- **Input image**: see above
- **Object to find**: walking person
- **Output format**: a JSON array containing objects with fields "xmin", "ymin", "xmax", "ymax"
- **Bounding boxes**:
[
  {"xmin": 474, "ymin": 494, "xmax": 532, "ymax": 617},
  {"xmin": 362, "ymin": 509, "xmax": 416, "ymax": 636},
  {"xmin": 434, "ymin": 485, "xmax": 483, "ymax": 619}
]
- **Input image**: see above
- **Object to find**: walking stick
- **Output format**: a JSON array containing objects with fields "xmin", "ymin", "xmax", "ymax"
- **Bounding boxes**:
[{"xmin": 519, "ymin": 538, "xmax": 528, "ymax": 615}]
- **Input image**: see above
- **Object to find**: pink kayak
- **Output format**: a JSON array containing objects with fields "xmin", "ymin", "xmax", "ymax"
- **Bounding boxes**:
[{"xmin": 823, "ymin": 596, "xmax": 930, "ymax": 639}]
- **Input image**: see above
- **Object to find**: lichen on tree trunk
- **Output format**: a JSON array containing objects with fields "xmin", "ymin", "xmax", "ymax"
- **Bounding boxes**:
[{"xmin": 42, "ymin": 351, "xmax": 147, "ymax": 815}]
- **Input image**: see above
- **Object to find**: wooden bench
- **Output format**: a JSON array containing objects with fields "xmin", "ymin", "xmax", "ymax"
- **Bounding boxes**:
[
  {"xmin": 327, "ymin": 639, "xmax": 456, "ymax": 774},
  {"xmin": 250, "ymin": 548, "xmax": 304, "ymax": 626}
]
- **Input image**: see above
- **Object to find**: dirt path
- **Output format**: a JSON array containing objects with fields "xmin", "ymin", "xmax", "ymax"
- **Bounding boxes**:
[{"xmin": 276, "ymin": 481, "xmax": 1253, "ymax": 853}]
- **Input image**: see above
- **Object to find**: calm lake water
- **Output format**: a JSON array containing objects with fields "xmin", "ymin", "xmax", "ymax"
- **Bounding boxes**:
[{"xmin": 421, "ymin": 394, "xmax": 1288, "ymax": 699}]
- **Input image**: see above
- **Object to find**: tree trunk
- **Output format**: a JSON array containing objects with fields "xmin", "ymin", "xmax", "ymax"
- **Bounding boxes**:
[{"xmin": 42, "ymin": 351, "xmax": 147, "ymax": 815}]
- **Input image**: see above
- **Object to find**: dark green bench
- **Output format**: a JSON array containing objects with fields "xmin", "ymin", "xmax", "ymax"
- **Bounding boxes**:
※
*Stated exercise*. Quote every record above exactly.

*Response to the task*.
- **Input image**: see above
- **Object to find**: walking person
- **Output format**: a JSON array containing objects with fields "xmin", "ymin", "xmax", "ymax"
- **Bounding boxes**:
[
  {"xmin": 474, "ymin": 494, "xmax": 532, "ymax": 617},
  {"xmin": 362, "ymin": 509, "xmax": 416, "ymax": 636},
  {"xmin": 434, "ymin": 485, "xmax": 483, "ymax": 619}
]
- **Input image**: see above
- **Object to find**: walking stick
- **Output format**: a JSON array containing objects with fields "xmin", "ymin", "xmax", "ymax"
- **Bounding boxes**:
[{"xmin": 519, "ymin": 538, "xmax": 528, "ymax": 615}]
- **Input image**: see above
- **Object to find**: pink kayak
- **Output format**: a JSON array containing objects with fields "xmin", "ymin", "xmax", "ymax"
- **Bounding boxes**:
[{"xmin": 823, "ymin": 596, "xmax": 930, "ymax": 639}]
- **Input image**: see above
- **Object to find**: lichen on tree trunk
- **Output format**: a JSON array containing objects with fields "xmin", "ymin", "xmax", "ymax"
- **Bounding boxes**:
[{"xmin": 42, "ymin": 351, "xmax": 147, "ymax": 815}]
- **Input image**: see above
- **Object to find**: wooden bench
- **Output format**: a JSON array containing objects with fields "xmin", "ymin", "xmax", "ymax"
- **Bounding boxes**:
[
  {"xmin": 327, "ymin": 639, "xmax": 456, "ymax": 774},
  {"xmin": 250, "ymin": 548, "xmax": 304, "ymax": 626}
]
- **Input image**: see above
- **Object to find**: dirt path
- **Output format**: a JSON array containing objects with fields "xmin", "ymin", "xmax", "ymax"
- **Bounding boxes**:
[{"xmin": 276, "ymin": 481, "xmax": 1253, "ymax": 853}]
- **Input image**: see above
- **Object to find**: calm lake water
- **Output format**: a JSON array containing objects with fields "xmin", "ymin", "xmax", "ymax"
- **Bounding boxes**:
[{"xmin": 421, "ymin": 394, "xmax": 1288, "ymax": 699}]
- **Input image**: see above
- **Object to find**: tree trunk
- **Output format**: a JSON array containing objects with fields "xmin", "ymin", "xmax", "ymax"
- **Bounding boxes**:
[{"xmin": 42, "ymin": 351, "xmax": 147, "ymax": 815}]
- **Input image**: see above
- **Object to find**: dark green bench
- **Output format**: a JSON array containing objects with fields "xmin", "ymin", "xmax", "ymax"
- **Bounding boxes**:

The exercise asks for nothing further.